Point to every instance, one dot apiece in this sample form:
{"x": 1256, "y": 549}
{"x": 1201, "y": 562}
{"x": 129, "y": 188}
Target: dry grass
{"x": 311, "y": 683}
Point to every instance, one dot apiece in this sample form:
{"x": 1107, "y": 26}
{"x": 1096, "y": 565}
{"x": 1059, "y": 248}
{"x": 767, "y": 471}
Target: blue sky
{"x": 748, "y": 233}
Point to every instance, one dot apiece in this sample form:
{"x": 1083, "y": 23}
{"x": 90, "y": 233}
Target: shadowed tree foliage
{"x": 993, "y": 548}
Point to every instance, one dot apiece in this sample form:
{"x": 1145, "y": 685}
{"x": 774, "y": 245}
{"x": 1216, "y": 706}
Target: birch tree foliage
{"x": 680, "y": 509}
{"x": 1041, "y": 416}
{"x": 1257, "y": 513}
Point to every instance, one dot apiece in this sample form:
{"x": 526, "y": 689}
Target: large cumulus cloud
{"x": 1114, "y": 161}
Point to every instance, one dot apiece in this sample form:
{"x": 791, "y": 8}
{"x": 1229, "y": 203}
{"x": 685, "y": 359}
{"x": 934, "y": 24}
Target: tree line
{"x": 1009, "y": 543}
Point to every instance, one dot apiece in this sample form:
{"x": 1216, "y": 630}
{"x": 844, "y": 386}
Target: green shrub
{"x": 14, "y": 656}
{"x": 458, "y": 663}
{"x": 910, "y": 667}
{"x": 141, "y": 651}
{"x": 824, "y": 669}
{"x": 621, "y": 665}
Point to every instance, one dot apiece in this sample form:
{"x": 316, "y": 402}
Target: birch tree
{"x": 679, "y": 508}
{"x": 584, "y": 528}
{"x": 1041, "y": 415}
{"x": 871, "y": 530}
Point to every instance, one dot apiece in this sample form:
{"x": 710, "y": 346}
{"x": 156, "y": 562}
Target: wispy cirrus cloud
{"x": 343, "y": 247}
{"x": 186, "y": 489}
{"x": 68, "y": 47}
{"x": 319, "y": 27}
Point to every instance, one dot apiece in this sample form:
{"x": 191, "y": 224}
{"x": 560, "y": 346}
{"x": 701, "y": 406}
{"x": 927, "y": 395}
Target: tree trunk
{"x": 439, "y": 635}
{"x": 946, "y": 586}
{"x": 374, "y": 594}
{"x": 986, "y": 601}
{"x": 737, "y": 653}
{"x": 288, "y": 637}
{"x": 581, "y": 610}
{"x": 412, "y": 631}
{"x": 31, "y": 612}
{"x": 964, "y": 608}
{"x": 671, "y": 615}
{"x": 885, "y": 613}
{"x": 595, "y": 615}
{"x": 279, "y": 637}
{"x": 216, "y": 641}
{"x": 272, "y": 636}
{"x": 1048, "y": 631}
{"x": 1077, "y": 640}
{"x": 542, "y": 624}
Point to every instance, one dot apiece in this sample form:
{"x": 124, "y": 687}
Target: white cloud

▬▬▬▬▬▬

TASK OBJECTIVE: Each line above must be printed exactly as it appears.

EXERCISE ANSWER:
Point to every instance, one dot apiece in this sample form:
{"x": 1256, "y": 549}
{"x": 1201, "y": 562}
{"x": 129, "y": 188}
Target: dry grass
{"x": 311, "y": 683}
Point to every instance, one dot apiece in this sample form:
{"x": 1107, "y": 26}
{"x": 1096, "y": 565}
{"x": 1059, "y": 248}
{"x": 767, "y": 471}
Target: blue sky
{"x": 748, "y": 233}
Point to every instance, one dot apiece in this sample form:
{"x": 1083, "y": 23}
{"x": 90, "y": 233}
Target: shadowed tree foliage
{"x": 993, "y": 548}
Point to every instance, one dot apiece in this sample form:
{"x": 1145, "y": 685}
{"x": 774, "y": 245}
{"x": 1216, "y": 706}
Target: birch tree foliage
{"x": 680, "y": 509}
{"x": 1041, "y": 416}
{"x": 1257, "y": 513}
Point to every instance, one dot apiece in this sample form:
{"x": 526, "y": 689}
Target: large cumulus cloud
{"x": 1114, "y": 161}
Point to every instance, one dot apiece in this sample form:
{"x": 791, "y": 8}
{"x": 1229, "y": 203}
{"x": 685, "y": 359}
{"x": 934, "y": 24}
Target: tree line
{"x": 1009, "y": 543}
Point to every instance, one dot apiece in this sample form:
{"x": 1216, "y": 630}
{"x": 844, "y": 386}
Target: green shrub
{"x": 14, "y": 656}
{"x": 458, "y": 663}
{"x": 910, "y": 667}
{"x": 141, "y": 651}
{"x": 824, "y": 669}
{"x": 621, "y": 665}
Point to every instance, one dot apiece in this sample form:
{"x": 316, "y": 402}
Target: birch tree
{"x": 679, "y": 508}
{"x": 584, "y": 528}
{"x": 1041, "y": 415}
{"x": 871, "y": 530}
Point to every instance, one dot apiece in this sample form:
{"x": 710, "y": 346}
{"x": 156, "y": 562}
Target: wispy cirrus cloud
{"x": 343, "y": 247}
{"x": 186, "y": 489}
{"x": 68, "y": 47}
{"x": 319, "y": 27}
Point to every instance, one dot apiece in this sample form:
{"x": 191, "y": 224}
{"x": 560, "y": 346}
{"x": 701, "y": 406}
{"x": 927, "y": 395}
Target: tree trunk
{"x": 439, "y": 635}
{"x": 946, "y": 586}
{"x": 374, "y": 594}
{"x": 986, "y": 601}
{"x": 737, "y": 653}
{"x": 288, "y": 637}
{"x": 581, "y": 610}
{"x": 412, "y": 631}
{"x": 31, "y": 612}
{"x": 964, "y": 608}
{"x": 671, "y": 615}
{"x": 885, "y": 613}
{"x": 595, "y": 615}
{"x": 279, "y": 637}
{"x": 216, "y": 641}
{"x": 272, "y": 636}
{"x": 1048, "y": 631}
{"x": 1077, "y": 640}
{"x": 542, "y": 624}
Point to every instance, one dot apiece in this sample form:
{"x": 124, "y": 687}
Target: white cloud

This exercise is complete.